■ Written instruction: Pick out and copy every line of the entries below that contains the word "white". Case counts.

[BEGIN]

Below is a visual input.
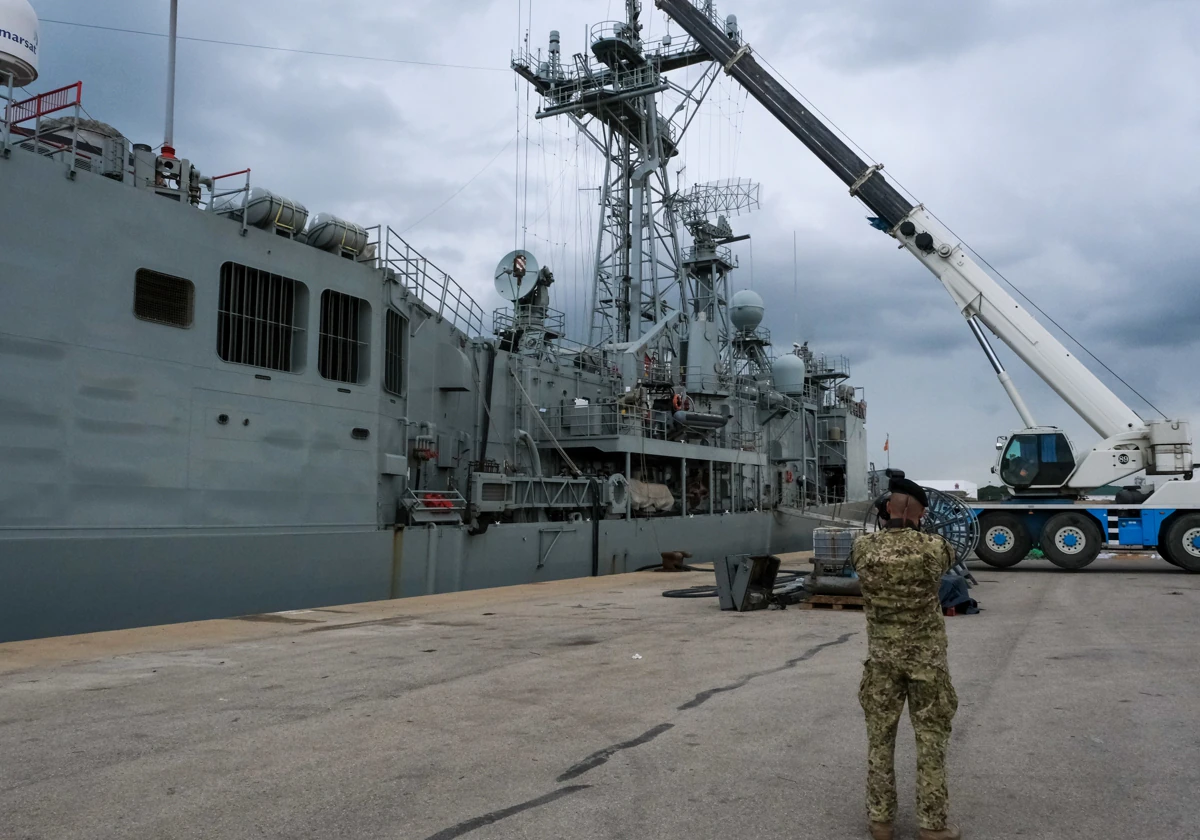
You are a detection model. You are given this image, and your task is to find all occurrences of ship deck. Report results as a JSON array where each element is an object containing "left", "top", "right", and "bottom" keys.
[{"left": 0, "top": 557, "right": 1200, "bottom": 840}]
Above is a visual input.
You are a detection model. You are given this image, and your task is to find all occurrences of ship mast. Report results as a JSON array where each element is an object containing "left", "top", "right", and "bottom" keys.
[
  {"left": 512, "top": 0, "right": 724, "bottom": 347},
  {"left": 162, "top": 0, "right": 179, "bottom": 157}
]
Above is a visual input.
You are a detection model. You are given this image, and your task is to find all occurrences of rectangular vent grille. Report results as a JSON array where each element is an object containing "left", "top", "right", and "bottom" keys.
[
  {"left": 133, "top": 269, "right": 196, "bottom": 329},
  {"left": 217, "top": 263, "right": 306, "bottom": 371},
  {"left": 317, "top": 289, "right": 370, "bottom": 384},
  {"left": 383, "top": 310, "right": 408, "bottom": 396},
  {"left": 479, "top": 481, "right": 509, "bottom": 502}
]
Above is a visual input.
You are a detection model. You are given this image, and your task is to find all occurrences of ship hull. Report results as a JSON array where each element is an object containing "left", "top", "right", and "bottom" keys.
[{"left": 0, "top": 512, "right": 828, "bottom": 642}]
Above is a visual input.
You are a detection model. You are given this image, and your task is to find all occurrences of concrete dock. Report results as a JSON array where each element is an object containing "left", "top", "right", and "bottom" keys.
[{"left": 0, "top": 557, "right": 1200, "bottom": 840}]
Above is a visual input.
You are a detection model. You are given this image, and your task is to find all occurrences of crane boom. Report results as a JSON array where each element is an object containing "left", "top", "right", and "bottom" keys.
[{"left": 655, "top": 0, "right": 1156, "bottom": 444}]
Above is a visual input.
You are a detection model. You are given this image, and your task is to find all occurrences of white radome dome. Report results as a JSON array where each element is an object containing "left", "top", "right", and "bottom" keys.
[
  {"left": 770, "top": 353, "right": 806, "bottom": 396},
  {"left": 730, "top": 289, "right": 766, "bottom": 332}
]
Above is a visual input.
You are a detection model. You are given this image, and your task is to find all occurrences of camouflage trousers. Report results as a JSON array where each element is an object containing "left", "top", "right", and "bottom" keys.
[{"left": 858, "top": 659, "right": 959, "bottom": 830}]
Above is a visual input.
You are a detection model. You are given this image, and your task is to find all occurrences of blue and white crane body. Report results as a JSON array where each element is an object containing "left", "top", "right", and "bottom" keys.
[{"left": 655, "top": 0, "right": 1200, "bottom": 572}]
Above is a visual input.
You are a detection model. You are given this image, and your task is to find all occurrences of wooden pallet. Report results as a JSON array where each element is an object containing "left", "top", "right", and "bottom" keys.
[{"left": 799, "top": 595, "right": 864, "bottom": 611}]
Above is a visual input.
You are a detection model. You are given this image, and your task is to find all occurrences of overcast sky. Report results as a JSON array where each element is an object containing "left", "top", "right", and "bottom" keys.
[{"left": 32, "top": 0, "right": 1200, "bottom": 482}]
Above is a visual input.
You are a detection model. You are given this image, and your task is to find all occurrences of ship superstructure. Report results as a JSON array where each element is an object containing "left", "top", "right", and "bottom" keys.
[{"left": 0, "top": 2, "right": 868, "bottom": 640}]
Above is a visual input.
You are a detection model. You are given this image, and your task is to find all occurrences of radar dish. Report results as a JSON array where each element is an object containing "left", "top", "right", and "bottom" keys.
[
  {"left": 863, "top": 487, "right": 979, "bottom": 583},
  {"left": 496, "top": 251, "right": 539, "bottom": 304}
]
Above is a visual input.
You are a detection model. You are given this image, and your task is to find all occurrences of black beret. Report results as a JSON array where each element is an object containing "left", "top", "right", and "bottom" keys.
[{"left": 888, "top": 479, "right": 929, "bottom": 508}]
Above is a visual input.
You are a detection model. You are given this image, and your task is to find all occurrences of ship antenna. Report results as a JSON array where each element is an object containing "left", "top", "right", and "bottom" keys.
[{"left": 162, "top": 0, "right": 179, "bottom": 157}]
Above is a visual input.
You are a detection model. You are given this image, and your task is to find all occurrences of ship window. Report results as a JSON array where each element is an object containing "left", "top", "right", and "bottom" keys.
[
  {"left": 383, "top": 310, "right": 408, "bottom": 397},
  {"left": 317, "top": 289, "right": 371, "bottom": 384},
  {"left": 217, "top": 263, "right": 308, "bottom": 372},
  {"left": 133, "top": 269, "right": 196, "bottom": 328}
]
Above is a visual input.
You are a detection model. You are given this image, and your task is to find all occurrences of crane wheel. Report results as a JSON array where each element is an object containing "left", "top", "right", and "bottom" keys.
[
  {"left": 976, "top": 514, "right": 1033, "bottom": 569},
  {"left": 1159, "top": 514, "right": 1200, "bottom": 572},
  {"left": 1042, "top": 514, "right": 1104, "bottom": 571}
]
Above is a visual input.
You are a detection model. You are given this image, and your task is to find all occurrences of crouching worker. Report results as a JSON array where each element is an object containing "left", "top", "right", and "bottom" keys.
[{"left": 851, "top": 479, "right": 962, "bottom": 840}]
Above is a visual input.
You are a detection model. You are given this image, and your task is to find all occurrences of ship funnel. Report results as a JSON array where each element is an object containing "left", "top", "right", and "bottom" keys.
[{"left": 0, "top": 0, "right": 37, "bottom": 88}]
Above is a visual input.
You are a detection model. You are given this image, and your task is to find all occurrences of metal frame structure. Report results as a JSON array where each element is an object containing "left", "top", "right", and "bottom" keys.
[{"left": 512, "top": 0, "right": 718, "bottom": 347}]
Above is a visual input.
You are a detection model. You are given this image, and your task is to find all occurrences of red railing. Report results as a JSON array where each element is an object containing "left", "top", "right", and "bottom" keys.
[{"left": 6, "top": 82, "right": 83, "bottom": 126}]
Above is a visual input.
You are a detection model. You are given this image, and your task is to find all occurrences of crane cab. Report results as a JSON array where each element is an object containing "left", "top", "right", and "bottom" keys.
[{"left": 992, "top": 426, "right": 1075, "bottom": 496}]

[END]

■ Answer below:
You are a detection model. You are given this image, and your task is to find all occurrences of white radome dome. Report results as a JSON array where each element is an object containing "left", "top", "right", and "bottom" keys.
You are a detection model. You are given this image, and your task is to find all occurrences of blue and white crane body. Report results as a JSON array where each element is an object containing "left", "top", "right", and "bottom" keys.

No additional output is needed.